- [À FAIRE] Indiquez si chacun des énoncés suivants concorde avec l'extrait du débat sur l'industrie de la construction présenté ci-dessous, en répondant par oui ou non et en citant les mots exacts qui tranchent. 1. M. Laberge déclare que son groupe souhaite faire disparaître tous les entrepreneurs. 2. M. Roy précise qu'il parlait d'exclure les artisans en vertu de l'arrêté ministériel 2711. 3. Selon M. Laberge, les artisans achètent leurs clous par baril.

- [EXTRAIT DU DOCUMENT]
M. ROY (Beauce): Oui, mais là je pense qu'il y a quand même
l'entrepreneur qui va partir de la ville pour venir construire une maison.
M. LABERGE: Oui, c'est ça.
M. ROY (Beauce): La maison ne coûtera pas le même prix dans
une petite municipalité qu'en ville. Vous avez dit vous-même, tout
à l'heure, que la construction coûte moins cher à
Montréal qu'ailleurs, qu'il y a plus de facilités.
M. LABERGE: Par rapport à la compétence des entrepreneurs
justement. Encore une fois, la plaie de l'industrie, enfin une des plaies de
l'industrie de la construction ce sont les artisans. Les artisans qui vont
aller acheter cinq livres de clous à la fois au lieu d'acheter un baril
de clous, ça ne revient pas au même prix. Et c'est nous qui payons
pour ça. Nous ne sommes pas en faveur de faire disparaître tous
les entrepreneurs ou enlever toute chance à un nouvel entrepreneur
d'entrer dans l'industrie de la construction, mais nous voudrions que tous les
entrepreneurs soient régis par les mêmes lois et soient
obligés de respecter les mêmes règlements que tous les
autres. Il ne devrait pas y avoir de faveur spéciale. On dit justement,
dans le mémoire, qu'il ne devrait pas y avoir d'exception et vous nous
demandez si nous voudrions les exclure. On ne veut pas les exclure, on croit
qu'il y a déjà de l'injustice parce qu'il y a des exceptions. Il
ne devrait pas y en avoir.
M. ROY (Beauce): Quand j'ai parlé de les exclure, c'est en vertu
de l'arrêté ministériel 2711, ce n'est pas en vertu du
décret de la construction comme tel, et ce n'est pas en vertu de la loi
de la qualification professionnelle.
C'est en vertu de l'arrêté en conseil no 2711, relativement
aux permis de travail. C'est uniquement sur ce point, parce que j'avais pris la
peine de dire, auparavant, que le problème que nous avions eu à
envisager surtout et qui avait compliqué tout le problème, dans
tout le Québec, et qui est en train de causer des préjudices
très sérieux aux employeurs du secteur industriel et du secteur
commercial, dans l'industrie de la construction, c'était justement le
fait qu'on avait obligé les artisans, les petits entrepreneurs et les
travailleurs des régions rurales à être régis par le
même décret, alors que la Commission de l'industrie de la
construction admet elle-même ne pas avoir été capable
d'avoir toutes les données pour faire l'inventaire des travailleurs
disponibles ou de ceux qui avaient travaillé.
J'avais proposé cela. Je vous avais demandé si vous seriez
d'accord sur ce point, pas sur la question de la qualification professionnelle,
pas sur la question du décret de la construction, mais en vertu de
l'arrêté en conseil no 2711.

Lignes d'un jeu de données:

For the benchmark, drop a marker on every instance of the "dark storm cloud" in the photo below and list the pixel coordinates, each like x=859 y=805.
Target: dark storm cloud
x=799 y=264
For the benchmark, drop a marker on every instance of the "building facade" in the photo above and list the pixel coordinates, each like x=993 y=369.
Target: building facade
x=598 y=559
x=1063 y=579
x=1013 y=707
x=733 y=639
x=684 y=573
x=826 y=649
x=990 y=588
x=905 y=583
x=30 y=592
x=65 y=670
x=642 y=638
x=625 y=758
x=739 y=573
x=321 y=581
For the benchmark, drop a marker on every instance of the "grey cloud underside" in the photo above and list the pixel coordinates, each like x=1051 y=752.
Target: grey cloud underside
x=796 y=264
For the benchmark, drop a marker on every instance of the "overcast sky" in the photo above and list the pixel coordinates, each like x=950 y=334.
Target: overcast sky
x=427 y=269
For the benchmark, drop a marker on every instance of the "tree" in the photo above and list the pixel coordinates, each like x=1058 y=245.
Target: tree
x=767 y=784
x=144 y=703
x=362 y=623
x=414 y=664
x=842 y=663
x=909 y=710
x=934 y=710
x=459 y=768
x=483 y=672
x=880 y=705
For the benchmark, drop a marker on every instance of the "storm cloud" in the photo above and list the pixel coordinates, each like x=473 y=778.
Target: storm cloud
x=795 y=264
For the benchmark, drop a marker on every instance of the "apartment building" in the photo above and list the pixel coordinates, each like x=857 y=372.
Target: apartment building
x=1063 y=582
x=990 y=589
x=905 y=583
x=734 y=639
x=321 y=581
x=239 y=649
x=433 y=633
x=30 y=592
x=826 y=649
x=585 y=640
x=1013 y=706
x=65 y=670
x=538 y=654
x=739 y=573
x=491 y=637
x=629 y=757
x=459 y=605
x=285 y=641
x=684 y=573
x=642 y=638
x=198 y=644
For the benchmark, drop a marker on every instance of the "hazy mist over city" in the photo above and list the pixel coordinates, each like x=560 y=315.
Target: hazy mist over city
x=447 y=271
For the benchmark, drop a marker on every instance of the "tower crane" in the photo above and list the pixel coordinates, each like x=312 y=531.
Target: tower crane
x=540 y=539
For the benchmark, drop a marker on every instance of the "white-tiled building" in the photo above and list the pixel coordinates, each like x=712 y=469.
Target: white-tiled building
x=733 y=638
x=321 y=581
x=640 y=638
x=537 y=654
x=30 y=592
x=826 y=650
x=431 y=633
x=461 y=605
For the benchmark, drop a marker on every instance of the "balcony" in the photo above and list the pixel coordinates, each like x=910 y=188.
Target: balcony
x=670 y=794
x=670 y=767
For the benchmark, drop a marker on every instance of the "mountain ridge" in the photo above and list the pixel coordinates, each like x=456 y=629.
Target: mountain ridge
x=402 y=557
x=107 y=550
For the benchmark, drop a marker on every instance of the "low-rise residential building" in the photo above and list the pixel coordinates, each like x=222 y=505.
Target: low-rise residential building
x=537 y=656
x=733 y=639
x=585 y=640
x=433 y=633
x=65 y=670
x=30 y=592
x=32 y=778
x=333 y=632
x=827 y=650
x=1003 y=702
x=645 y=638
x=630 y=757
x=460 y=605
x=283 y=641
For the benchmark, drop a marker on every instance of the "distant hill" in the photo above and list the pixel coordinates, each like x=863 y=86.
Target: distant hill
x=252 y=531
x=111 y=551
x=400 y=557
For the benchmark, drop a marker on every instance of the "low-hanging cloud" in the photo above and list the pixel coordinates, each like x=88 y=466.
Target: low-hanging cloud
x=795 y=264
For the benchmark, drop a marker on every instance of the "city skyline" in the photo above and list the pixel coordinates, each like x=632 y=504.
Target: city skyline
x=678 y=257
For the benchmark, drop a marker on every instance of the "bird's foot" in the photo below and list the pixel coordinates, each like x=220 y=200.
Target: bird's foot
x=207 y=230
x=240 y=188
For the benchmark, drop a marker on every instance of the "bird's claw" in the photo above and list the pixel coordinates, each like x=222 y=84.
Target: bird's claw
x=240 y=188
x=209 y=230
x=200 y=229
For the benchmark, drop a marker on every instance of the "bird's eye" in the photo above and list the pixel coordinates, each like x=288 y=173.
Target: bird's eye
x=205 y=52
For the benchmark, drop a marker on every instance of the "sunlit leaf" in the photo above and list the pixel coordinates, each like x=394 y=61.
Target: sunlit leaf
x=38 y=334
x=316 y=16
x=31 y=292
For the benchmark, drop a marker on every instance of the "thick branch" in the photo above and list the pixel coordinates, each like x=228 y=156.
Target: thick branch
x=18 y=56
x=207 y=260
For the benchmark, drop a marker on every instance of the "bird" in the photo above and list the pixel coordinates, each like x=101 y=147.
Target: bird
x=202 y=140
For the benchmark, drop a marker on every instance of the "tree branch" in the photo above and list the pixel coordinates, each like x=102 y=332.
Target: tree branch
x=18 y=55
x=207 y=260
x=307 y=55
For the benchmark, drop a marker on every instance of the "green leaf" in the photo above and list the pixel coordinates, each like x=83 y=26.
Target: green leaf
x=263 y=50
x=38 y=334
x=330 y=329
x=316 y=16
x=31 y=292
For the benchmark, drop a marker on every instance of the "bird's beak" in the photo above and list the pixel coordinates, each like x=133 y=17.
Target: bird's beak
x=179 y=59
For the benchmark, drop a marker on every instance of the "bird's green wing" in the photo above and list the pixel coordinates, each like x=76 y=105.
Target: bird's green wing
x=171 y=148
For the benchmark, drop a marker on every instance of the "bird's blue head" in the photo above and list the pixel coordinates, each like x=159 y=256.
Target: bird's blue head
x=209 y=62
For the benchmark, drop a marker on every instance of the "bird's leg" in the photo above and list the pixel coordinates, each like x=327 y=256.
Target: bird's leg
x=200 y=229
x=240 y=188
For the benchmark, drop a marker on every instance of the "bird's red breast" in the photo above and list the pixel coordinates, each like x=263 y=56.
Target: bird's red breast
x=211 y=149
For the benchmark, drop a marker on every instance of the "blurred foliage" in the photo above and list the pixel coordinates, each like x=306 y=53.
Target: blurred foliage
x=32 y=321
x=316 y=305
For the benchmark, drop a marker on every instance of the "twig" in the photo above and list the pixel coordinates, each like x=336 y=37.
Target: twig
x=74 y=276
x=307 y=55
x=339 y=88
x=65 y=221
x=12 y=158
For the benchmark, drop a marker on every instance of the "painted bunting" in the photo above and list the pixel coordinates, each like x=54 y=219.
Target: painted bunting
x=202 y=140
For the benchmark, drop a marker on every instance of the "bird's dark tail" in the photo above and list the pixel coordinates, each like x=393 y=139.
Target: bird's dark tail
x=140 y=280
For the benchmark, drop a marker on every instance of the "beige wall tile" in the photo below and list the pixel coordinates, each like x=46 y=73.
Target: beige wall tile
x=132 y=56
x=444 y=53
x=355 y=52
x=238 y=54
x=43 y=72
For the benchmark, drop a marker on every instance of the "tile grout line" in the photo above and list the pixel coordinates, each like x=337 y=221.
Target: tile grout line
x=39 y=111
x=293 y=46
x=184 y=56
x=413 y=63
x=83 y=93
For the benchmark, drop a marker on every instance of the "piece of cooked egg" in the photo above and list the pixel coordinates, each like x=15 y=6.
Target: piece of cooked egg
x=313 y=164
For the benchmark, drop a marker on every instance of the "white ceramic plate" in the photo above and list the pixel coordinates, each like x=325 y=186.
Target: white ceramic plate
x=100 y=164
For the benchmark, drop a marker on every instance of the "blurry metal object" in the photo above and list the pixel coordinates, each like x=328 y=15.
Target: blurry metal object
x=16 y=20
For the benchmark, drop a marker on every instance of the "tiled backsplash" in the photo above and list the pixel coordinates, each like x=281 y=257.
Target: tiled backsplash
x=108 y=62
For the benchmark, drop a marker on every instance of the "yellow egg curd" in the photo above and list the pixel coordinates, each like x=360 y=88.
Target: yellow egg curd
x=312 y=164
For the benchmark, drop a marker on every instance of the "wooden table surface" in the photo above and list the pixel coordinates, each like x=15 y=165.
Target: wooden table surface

- [CORRIGÉ]
1. Non : « Nous ne sommes pas en faveur de faire disparaître tous les entrepreneurs ».
2. Oui : « Quand j'ai parlé de les exclure, c'est en vertu de l'arrêté ministériel 2711 ».
3. Non : « aller acheter cinq livres de clous à la fois au lieu d'acheter un baril de clous ».